INSTRUCTIONS FOR THE TASK » Gather every line below that contains the word "staircase" and copy each one in full.

DATASET EXCERPTS »
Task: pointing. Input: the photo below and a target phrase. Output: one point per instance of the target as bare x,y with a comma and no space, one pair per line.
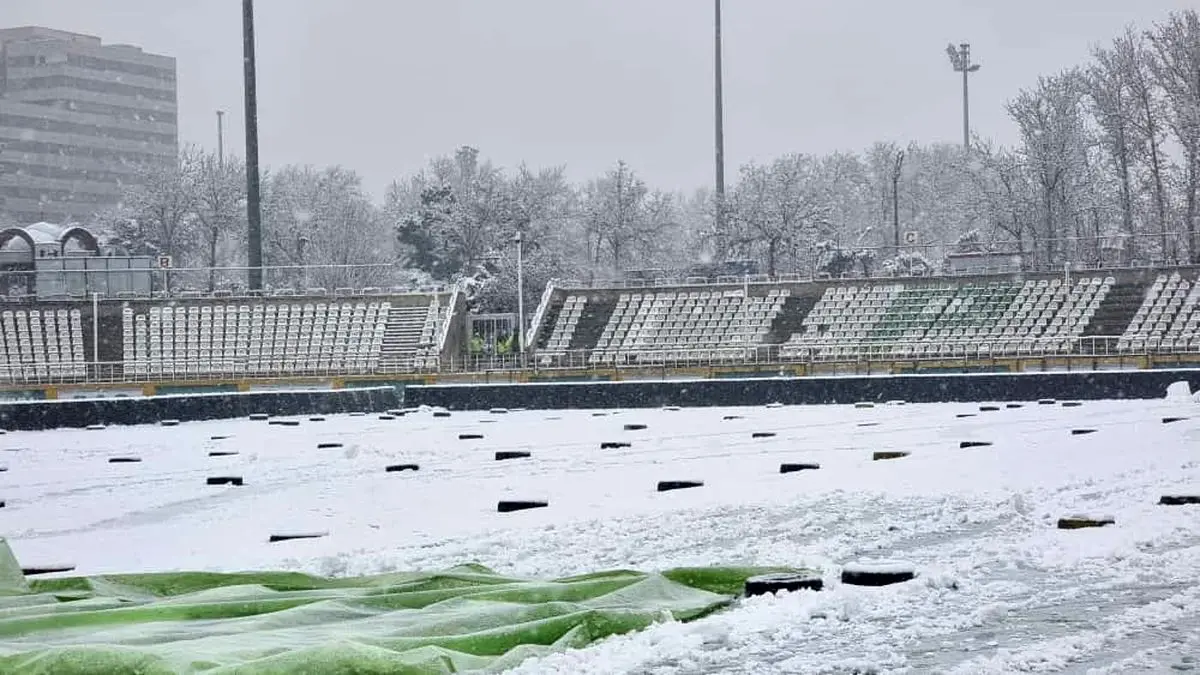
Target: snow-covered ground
1000,587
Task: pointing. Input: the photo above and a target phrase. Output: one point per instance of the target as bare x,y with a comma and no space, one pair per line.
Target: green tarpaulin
463,619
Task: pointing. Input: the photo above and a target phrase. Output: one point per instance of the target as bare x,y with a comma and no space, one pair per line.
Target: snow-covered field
1000,590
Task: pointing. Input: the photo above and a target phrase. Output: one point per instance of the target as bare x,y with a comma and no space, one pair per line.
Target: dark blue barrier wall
151,410
915,388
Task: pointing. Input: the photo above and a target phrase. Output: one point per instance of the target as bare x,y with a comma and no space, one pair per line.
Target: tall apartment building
77,120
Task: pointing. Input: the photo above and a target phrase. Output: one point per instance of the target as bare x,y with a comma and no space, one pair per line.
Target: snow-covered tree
1175,63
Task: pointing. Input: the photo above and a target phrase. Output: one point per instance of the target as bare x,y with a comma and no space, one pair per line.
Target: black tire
509,506
864,575
765,584
288,537
792,467
669,485
1081,521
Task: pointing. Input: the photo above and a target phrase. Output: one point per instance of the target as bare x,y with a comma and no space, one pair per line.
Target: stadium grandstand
73,317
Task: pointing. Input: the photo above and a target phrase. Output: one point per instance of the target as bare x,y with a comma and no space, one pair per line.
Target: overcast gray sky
381,85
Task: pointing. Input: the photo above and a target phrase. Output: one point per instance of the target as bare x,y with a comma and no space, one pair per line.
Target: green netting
459,620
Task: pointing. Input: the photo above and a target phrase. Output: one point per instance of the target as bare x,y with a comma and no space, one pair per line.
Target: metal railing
870,357
808,278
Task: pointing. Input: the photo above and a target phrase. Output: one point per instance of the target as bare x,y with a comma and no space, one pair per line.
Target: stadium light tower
253,211
960,58
719,109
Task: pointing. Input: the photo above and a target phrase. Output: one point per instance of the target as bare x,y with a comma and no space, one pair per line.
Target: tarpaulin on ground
462,619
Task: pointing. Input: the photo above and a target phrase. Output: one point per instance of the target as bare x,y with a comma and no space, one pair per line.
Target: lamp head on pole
960,58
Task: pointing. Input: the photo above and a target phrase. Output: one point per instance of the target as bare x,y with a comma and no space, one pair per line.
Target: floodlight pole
253,208
960,58
221,138
520,244
966,96
719,118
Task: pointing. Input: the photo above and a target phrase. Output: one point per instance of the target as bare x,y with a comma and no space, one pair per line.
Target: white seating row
41,344
261,339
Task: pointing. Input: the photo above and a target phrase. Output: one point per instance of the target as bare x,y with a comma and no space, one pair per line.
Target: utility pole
895,197
221,138
520,242
253,208
960,58
719,109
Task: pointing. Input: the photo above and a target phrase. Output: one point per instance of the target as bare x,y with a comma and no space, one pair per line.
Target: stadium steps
595,316
402,334
549,321
1116,311
790,318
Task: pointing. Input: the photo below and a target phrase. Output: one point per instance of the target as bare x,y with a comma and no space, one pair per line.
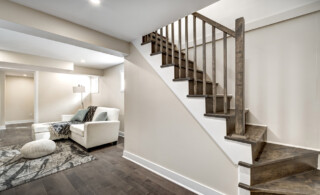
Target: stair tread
303,183
230,113
205,96
170,55
190,79
254,134
274,152
170,65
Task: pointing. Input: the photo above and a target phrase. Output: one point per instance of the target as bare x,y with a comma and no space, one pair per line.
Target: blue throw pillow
79,116
103,116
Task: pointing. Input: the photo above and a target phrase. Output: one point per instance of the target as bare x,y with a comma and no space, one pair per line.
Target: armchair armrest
66,117
102,125
101,132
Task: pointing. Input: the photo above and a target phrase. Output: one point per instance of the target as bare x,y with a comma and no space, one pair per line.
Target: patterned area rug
67,155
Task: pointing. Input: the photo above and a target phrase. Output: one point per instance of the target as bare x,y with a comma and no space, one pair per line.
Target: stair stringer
216,128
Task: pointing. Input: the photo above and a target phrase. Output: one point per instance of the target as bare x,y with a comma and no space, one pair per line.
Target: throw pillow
79,116
37,149
103,116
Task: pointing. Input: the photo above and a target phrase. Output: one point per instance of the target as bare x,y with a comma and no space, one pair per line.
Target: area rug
67,155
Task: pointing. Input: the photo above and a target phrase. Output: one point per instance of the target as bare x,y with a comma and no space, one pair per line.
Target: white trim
268,20
176,178
121,133
242,191
19,122
294,146
254,124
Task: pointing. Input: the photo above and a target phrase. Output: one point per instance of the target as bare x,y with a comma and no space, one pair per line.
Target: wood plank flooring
110,174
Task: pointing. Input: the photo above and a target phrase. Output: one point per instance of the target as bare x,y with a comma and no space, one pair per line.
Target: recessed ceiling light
95,2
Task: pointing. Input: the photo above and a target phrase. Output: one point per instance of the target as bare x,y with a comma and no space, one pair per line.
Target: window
94,85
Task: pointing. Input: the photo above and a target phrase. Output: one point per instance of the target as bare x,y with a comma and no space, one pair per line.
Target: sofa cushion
78,129
113,113
39,148
41,127
79,116
103,116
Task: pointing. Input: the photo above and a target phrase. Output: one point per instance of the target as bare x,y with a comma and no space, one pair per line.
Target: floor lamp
79,89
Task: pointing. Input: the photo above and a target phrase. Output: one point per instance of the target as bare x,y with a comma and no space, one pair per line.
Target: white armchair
91,134
96,133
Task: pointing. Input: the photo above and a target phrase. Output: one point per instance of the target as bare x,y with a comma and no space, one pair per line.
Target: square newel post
240,79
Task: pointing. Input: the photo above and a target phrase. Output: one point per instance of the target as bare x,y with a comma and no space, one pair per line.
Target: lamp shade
79,89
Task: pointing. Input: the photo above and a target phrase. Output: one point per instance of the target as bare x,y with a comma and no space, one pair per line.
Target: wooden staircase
276,169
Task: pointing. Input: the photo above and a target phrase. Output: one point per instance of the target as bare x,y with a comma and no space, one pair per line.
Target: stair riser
156,48
176,61
183,73
148,39
285,168
231,124
199,88
219,103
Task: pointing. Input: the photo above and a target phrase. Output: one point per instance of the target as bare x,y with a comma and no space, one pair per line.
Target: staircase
264,168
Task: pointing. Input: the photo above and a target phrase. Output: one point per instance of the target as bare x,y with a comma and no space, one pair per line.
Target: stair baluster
187,48
214,87
204,58
167,45
195,54
180,55
172,43
240,70
161,40
156,41
225,76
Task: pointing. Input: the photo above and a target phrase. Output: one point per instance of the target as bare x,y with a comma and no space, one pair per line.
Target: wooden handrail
215,24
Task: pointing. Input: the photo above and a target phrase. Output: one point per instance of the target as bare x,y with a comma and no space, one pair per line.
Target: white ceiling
124,19
23,43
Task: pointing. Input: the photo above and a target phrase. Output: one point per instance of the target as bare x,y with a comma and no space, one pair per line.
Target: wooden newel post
240,78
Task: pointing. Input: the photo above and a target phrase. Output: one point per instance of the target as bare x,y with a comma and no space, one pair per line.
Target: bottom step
303,183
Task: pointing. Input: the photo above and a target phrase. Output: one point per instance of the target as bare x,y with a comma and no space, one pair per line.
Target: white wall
19,96
282,78
160,129
56,96
109,91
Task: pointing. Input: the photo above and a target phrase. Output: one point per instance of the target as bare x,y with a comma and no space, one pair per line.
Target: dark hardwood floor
109,174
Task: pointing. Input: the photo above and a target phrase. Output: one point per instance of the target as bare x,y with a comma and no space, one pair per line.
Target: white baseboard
174,177
19,122
121,133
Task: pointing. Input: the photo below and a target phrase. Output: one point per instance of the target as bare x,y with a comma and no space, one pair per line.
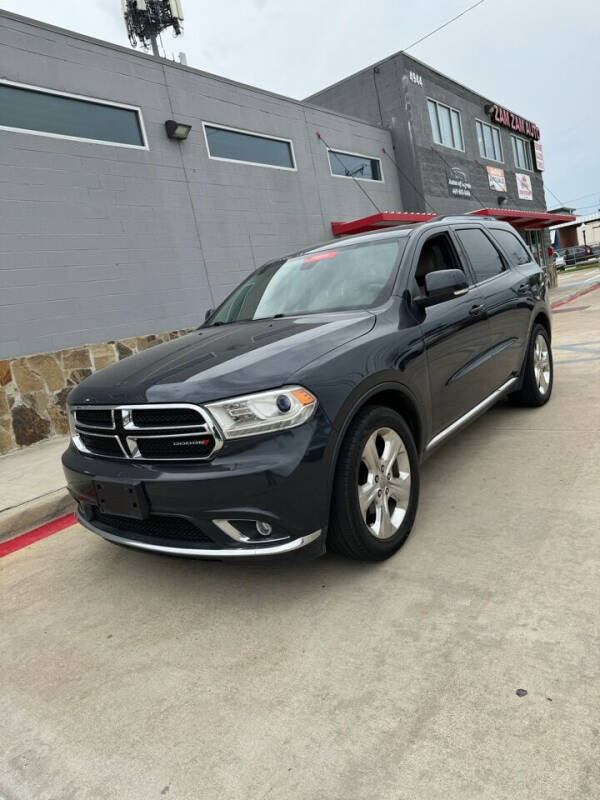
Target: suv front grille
103,445
95,417
150,433
166,418
155,526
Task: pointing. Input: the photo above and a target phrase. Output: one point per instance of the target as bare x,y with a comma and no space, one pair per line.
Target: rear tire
376,487
538,371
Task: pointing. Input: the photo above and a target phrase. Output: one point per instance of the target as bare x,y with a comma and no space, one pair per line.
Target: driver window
437,253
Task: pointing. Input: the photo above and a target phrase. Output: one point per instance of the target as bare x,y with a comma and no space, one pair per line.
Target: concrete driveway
131,676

ANSWER TO THE PROBLEM »
Target: wooden staircase
Target: staircase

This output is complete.